* [Supplied records]:
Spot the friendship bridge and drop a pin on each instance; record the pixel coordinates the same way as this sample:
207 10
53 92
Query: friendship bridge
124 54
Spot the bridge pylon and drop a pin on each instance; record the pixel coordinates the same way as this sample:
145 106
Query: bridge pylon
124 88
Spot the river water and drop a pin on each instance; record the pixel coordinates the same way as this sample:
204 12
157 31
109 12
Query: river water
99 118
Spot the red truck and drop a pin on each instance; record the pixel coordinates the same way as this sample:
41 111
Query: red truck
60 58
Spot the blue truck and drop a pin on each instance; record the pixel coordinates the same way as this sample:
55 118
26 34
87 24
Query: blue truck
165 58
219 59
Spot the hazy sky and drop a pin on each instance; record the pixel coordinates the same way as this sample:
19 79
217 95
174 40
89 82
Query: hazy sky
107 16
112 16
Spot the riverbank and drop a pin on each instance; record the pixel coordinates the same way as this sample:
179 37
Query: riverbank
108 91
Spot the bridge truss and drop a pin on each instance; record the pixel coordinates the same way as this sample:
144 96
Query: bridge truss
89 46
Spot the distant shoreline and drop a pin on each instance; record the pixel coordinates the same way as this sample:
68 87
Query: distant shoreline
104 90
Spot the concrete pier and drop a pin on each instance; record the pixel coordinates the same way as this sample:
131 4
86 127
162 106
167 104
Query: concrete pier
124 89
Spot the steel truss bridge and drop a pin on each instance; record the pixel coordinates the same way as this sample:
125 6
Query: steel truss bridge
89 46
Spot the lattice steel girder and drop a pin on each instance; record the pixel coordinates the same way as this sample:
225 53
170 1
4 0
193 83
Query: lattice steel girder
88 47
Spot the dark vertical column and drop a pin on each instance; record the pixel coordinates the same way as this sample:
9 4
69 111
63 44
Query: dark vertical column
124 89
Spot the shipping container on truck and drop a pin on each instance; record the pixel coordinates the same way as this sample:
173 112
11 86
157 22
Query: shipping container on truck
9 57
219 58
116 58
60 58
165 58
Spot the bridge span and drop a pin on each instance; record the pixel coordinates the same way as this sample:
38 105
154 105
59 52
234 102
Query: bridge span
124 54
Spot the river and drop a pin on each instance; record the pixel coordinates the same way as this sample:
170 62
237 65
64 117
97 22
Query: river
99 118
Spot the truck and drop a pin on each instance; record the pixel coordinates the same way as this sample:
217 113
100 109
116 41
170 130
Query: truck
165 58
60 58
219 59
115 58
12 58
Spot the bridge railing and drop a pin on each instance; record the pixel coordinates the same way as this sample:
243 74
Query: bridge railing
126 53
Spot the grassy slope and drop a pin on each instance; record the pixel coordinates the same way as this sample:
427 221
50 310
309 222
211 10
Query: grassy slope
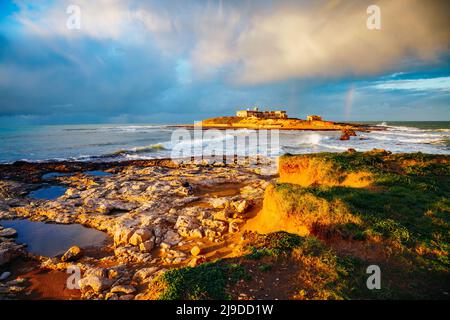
400 223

* [Problem description]: Each line of the listing above should be retyped exactly, with no pictures.

* [Response to this exercise]:
Spot the friendship bridge and drop a pin on each instance; record the pixel coordinates the same way as this sample:
207 10
53 92
Query: friendship bridge
124 54
Spot the bridge pylon and drop a pin on each instance; record the pixel coordinates the same way as this sample:
145 106
Query: bridge pylon
124 88
Spot the river water and drop a pin on each instance; record the pixel coordinates the same way as this sample:
204 12
157 31
109 12
Query: river water
99 118
Spot the red truck and drop a pin on each instance; record the pixel coordinates the same way as this sample:
41 111
Query: red truck
60 58
Spot the blue truck and drop a pin on each instance; record the pixel coordinates the same way as this sample:
55 118
26 34
87 24
Query: blue truck
165 58
219 59
Spot the hazy sky and drop a pin on each instance; record the pixel coordinates the same way as this sample:
19 79
217 95
174 40
89 82
Query: hazy sky
107 16
112 16
Spot the riverbank and drop a pin on each instance; record the pixel coordinates the same way as this sample:
179 37
Query: riverbank
108 91
Spot the bridge truss and drop a pin on each instance; record the pixel coordinates the same way as this sample:
144 96
Query: bridge truss
89 46
Spot the distant shoreline and drop a pin on each instance; record the pixel coordinates the same way as this sample:
68 87
Query: distant shoreline
104 90
Spot the concrete pier and drop a pin on each instance; record the pixel coordinates the same way as this sample:
131 4
86 127
162 106
167 104
Query: concrete pier
124 89
Spot the steel truss bridge and drop a pin on each instance; record the pixel coordinates the same way as this sample:
125 6
Query: steel truss bridge
89 46
Spot the lattice steel girder and drop a pin on each instance; record the pixel coordinates the same way as this sample:
225 53
170 1
4 0
193 83
Query: lattice steel girder
88 47
Spot the dark vertical column and drop a pin on each instance; record the pixel coordinates the same way as this sample:
9 4
69 111
63 44
Query: dark vertical column
124 89
Spot the shipping container on truck and drop a pin on each instance; record the pixel coordinates the same way as this sample:
173 112
11 86
157 22
Query: shipping container on truck
9 57
219 58
116 58
60 58
165 58
Spot the bridge span and drop a pin on each instance; record the pixel coordinates the same way as this sample:
38 105
154 105
59 52
234 102
Query: bridge span
124 54
Spot the river and drop a pin on each instance; record the pixel coordinates the same way as this sample:
170 62
237 65
64 117
97 22
Query: river
99 118
Spot the truck and drop a pin on each instance; record the pixel coordinates the same way as this sample:
217 113
100 109
116 41
170 130
Query: truck
165 58
60 58
219 59
115 58
12 58
Spot the bridge railing and drop a pin on each instance; record the pixel coordinates the same way as this sample:
243 74
Query: bridge railing
126 53
Spot the grassy slope and drop a pin on each instance; record the pixel coordinates the same way as this sample:
427 221
50 310
309 222
211 10
Query: grassy slope
400 223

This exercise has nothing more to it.